## Extracted text:
──────────────────────────────
IS abducted 90 Christians, the Britain-based Syrian Observatory for Human Rights reported Tuesday. According to the Observatory, the abductions took place in dawn raids on villages inhabited by an ancient Assyrian Christian minority, near the town of Tel Tmar, in the western countryside close to Hasaka, a city mainly held by Kurds. Assyrian Christians make up about 5 percent of the country's population.

The attack follows a report on Monday, in which the Observatory cited "reliable sources" who said IS had kidnapped 56 Assyrians in the village of Tal Shamiram. "The sources confirmed that they heard via wireless devices IS members saying that they detained '56 crusaders'," the Observatory had reported.

"IS executed two citizens for 'dealing with Kurds' in the village of Ghibsh," according to the Observatory. The group also destroyed several churches during the attack, including some of the oldest in the region, which is home to about 35 Assyrian Christian villages.

Then known as the Islamic State in Iraq and Syria, the group seized vast swaths of the countries during a lightning offensive last summer en route to declaring a transnational caliphate. IS uses gory execution videos to intimidate regional and international opponents. The latest IS offensive coincides with a push by Kurds that began Sunday in the northeast, near the Iraqi border, and has compounded losses for the group in Syria.

IS: Syria and Iraq

Genocide feared

Earlier in February, an Egyptian cell that has pledged its allegiance to IS killed 21 Christians on a beach in neighboring Libya. Experts warn that the group could take advantage of long-term instability to establish itself in the area. Egypt immediately launched airstrikes across the border to avenge the killings.

The United Nations has warned that IS could be looking to launch a genocide of Syrians, non-Sunni Muslims, Yazidis, Kurds and members of other groups not allied with the militia. Several people have fled the region.

Since late summer, an international coalition has conducted airstrikes against IS bases in Iraq and Syria, killing more than 1,600 people, about 1,465 of them members of IS, according to the Observatory.
──────────────────────────────
## Information shown:
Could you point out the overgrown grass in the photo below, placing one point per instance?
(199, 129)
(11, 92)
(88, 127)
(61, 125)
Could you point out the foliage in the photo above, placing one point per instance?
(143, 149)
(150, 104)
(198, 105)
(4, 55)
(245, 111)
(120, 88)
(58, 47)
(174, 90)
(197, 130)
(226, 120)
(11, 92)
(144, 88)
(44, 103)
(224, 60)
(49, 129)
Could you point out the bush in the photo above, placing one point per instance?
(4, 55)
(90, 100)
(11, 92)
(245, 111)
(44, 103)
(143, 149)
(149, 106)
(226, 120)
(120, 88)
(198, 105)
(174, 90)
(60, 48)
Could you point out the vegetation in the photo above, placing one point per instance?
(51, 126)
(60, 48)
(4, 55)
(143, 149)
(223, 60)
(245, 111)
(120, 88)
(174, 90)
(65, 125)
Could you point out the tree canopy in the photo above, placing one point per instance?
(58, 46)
──────────────────────────────
## The tasks:
(1) Decide whether each statement below agrees with the article on the abductions. For each, answer yes or no and quote the words of the article that decide it.
(a) The abductions were carried out in dawn raids near the town of Tel Tmar.
(b) Assyrian Christians make up about 15 percent of the country's population.
(c) The Kurdish push in the northeast began on Monday.
(2) According to the article on the abductions, which groups did the United Nations warn IS could target in a genocide? List every one.
The listing is not required for what follows.

## Responses per task:
(1)
(a) Yes: "the abductions took place in dawn raids on villages inhabited by an ancient Assyrian Christian minority, near the town of Tel Tmar"
(b) No: "Assyrian Christians make up about 5 percent of the country's population."
(c) No: "a push by Kurds that began Sunday in the northeast"

(2)
- Syrians
- non-Sunni Muslims
- Yazidis
- Kurds
- members of other groups not allied with the militia